# Written instruction
Resume the forum thread about finding fancy mice near western NC, writing what comes after its final post.

[Document text start]

# Hi from NC :)



## Cody7489 (May 1, 2012)

Hi all, I am looking for someone fairly close to me (western NC) that has fancy mice. Particularly looking for blues and champagnes, broken pattern would be wonderful. I raised mice several years ago and look forward to doing it again


----------



## WoodWitch (Oct 18, 2009)

Pleased to meet you


----------



## Lawson Mousery (Apr 28, 2012)

Hello from Missouri, Hope you find what you are looking for. :mrgreen:


----------



## Frizzle (Oct 6, 2011)

Hello from Wisconsin, and welcome to the forum! Try hoobly.com, there might be someone in your area. : )


----------



## candycorn (Oct 31, 2011)

I think having someone near you in the US is very rare. I am in Baltimore but I do have self and broken blues!


----------



## Cody7489 (May 1, 2012)

Is it common to get mice shipped? I have had fish, snakes, horses shipped before but never mice. I'd love to get some show type stock instead of what is available at the local pet stores  Thanks everybody, I look forward to getting to know everyone!

[Document text end]
[Record extracts start]

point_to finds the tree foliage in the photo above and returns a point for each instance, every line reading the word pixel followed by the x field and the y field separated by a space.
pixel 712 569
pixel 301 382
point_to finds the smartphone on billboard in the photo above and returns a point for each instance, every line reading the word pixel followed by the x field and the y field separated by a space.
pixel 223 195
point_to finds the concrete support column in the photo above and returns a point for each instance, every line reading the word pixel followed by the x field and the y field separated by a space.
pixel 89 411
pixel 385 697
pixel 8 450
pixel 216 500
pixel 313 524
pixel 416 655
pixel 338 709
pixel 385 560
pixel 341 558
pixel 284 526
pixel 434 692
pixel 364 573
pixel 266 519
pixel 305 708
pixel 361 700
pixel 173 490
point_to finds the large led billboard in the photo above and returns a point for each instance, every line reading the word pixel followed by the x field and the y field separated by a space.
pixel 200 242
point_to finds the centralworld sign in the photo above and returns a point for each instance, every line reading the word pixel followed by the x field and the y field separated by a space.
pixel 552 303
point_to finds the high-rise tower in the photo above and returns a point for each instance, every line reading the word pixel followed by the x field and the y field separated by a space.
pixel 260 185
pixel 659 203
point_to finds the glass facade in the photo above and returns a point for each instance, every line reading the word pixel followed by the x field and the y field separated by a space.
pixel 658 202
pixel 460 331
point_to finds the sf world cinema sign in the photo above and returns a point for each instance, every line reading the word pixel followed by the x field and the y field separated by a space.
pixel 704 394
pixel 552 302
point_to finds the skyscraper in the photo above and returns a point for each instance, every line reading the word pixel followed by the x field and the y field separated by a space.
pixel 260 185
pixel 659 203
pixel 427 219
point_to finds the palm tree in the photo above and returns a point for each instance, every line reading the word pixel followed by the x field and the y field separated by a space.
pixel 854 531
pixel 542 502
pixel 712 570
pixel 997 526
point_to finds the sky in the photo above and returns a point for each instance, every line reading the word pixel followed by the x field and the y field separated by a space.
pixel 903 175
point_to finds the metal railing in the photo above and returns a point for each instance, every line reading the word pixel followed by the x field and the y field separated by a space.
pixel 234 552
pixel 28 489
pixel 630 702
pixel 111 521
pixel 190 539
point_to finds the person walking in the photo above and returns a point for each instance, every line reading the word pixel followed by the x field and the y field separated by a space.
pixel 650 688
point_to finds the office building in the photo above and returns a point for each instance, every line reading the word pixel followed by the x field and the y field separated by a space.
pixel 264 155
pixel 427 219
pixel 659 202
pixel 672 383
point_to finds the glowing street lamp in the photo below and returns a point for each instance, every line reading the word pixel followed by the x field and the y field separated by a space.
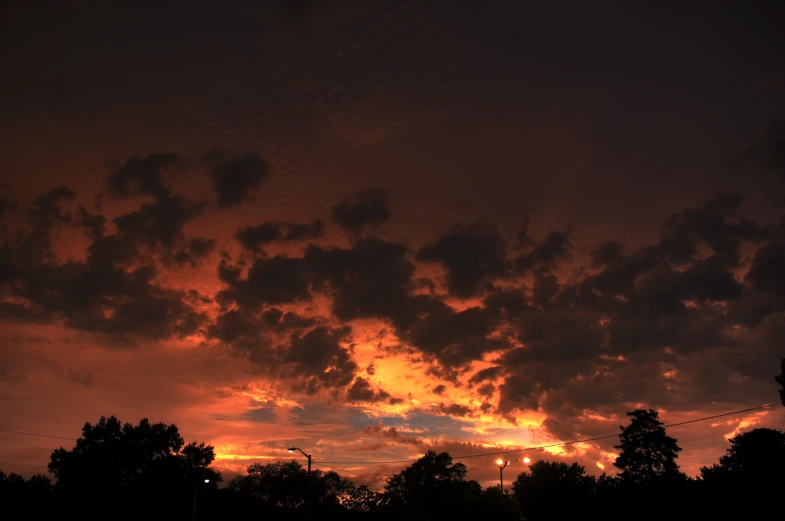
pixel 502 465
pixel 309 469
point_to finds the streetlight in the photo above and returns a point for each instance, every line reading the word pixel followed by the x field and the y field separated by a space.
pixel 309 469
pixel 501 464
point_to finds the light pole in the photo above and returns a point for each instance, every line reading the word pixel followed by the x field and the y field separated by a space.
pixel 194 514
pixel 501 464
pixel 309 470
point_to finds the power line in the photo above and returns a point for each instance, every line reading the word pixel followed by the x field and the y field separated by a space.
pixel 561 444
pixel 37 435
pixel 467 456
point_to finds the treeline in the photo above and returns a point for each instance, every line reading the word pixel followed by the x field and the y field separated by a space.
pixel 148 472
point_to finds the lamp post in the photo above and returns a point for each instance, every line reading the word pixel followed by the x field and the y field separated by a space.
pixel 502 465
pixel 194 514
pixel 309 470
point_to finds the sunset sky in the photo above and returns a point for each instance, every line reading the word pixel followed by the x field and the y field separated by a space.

[Record extracts end]

# Output
----------



## candycorn (Oct 31, 2011)

They do it via Delta Dash or other airlines. It is possible. 
There are breeders in Georgia, which is not tooo far, and also Virginia (eastern though) and a few in TN. I drove two states away for my first show mice and now I am having the next batch flown in from Germany with a group of folks here! It's possible, but expensive.


----------



## hxcrubberduckie (Apr 23, 2012)

Hi! and Welcome! im in Eastern NC!!! maybe we can talk together some more. i just started up again and im working on alot of colors anf types


----------



## The Boggit keeper (Mar 5, 2010)

Hi and Welcome!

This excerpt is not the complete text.